Dataset excerpts
........

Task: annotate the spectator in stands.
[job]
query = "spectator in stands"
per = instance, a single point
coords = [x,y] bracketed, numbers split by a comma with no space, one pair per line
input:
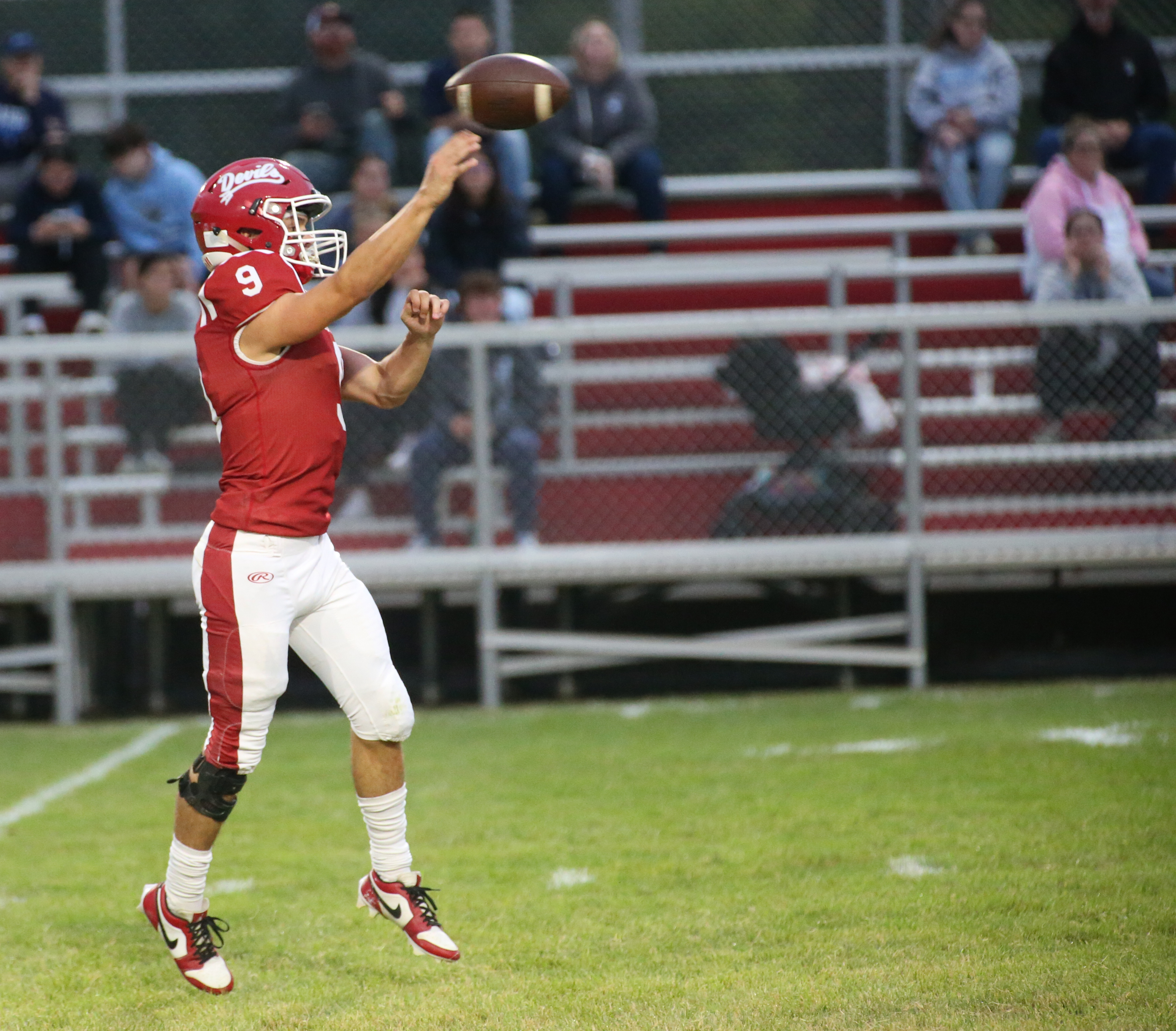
[156,396]
[340,106]
[966,98]
[60,225]
[605,134]
[150,197]
[479,227]
[1111,366]
[1109,72]
[470,40]
[359,213]
[1078,179]
[376,435]
[517,407]
[31,116]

........

- TASK BRIEF
Skip the pictures. Return exactly the lines from the one containing "per = instance, a single point" through the end of the data above, both included, and nothing besides.

- TASK ANSWER
per = instance, a single point
coords = [x,y] bracketed, numbers split by a comma with no space, one pair per line
input:
[156,396]
[340,106]
[966,98]
[60,225]
[605,134]
[150,197]
[479,227]
[1111,366]
[1109,72]
[470,40]
[359,213]
[1078,179]
[376,435]
[517,407]
[31,116]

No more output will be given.